* WRITTEN REQUEST A *
In the passage on pro wrestling's decline, where was WrestleMania VI held?
* WRITTEN REQUEST B *
Extend the passage on the WWF's slide in popularity, picking up after its final sentence.

* SUPPLIED PASSAGE *
========================================================================

The NWA /WCW tried to capitalize on the divide and disillusion he created with the testimony in courts, but the American fad of pro wrestling pretty much came to a streaking halt in Toronto, Canada at WrestleMania VI when the WWE tried to crown the heir apparent to Hulk Hogan in Ultimate Warrior. Hulk Hogan was considering at the time to put more energy into Hollywood by becoming an actor. A prelude to guys like The Rock that we see today. The ppv failed to capture the same number as in 1989 and the damage was done. Vince’s run to make himself as big as Walt Disney started to crumble as Hulk Hogan’s image took a PR nightmare route when the steroid scandal broke out in 1991.

The WWF in 1991 was starting to slide in popularity and this steroid breakout news only accelerated matters. Vince Mcmahon tried to do damage control, but it only got worse when his father’s champions in Bruno Sammartino and “Superstar” Billy Graham mounted on the problems as they voiced their displeasure with the sports entertainment empire era. The WWF now had a sex scandal they also had to deal with.

========================================================================

* STORED ROWS *
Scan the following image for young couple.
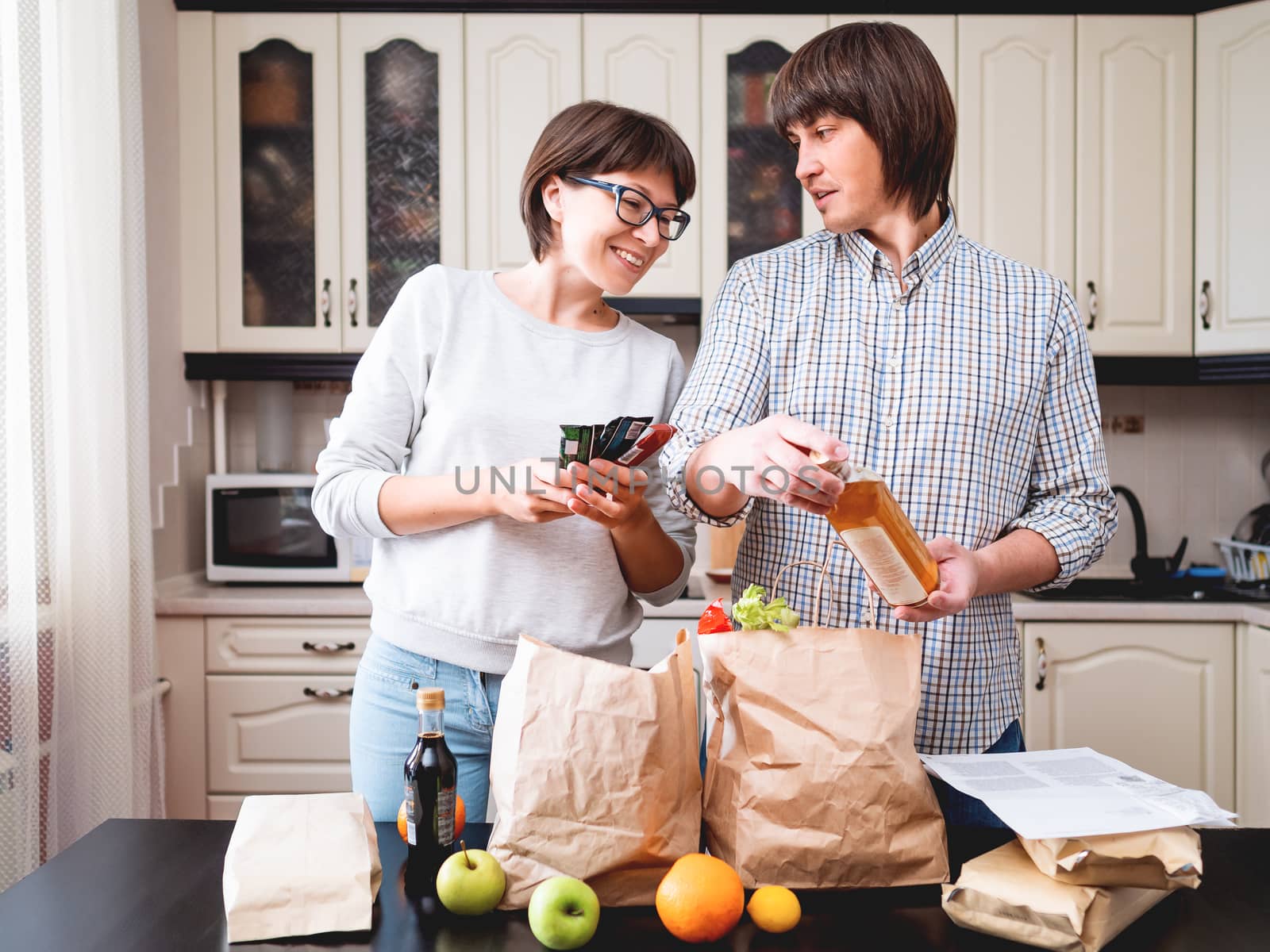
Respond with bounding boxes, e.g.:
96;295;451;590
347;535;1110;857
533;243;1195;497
314;23;1115;823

========================================================================

* TASK RESPONSE A *
Toronto, Canada.

* TASK RESPONSE B *
The rise of more athletic stars who were very versed in more diverse style of wrestling took place during this time. Canada’s Bret Hart would lead the charge against the guys who helped to put wrestling on the map. The company also tried to gain back favor with the wrestling audience before the “Rock N Wrestling” era by bringing back former champion Bob Backlund. He was the champion that led the company before Hulk Hogan.

The fans also were now more willing to accept the lesser sized stars due to the steroid scandal. The WWE would not curb financial pain however. Vince Mcmahon would try to go back to the well with larger athletes or bodybuilder types in Lex Luger and Kevin Nash(aka Diesel), but the men just couldn’t recapture the magic that stars like Hogan, Andre The Giant, and Ultimate Warrior could.

The business was in a downturn and had some interest when Hulk Hogan jumped to WCW for the dream match of the 80’s against Ric Flair, but things would not turn around for the industry until Hulk Hogan actually addressed the elephant in the room. Perhaps the fans felt betrayed by Hogan and the WWF in terms of putting their trust in them and they lost their good faith.

Well, in the summer of 1996, all hell broke loose when Hulk Hogan gave an astounding speech at WCW’s Bash At The Beach. The promo by Hogan was very significant as he blurred the lines of attacking his critics and also taking shots at his former employer who was running ageism ads against Hogan as they were trying to move on to a “New Generation”.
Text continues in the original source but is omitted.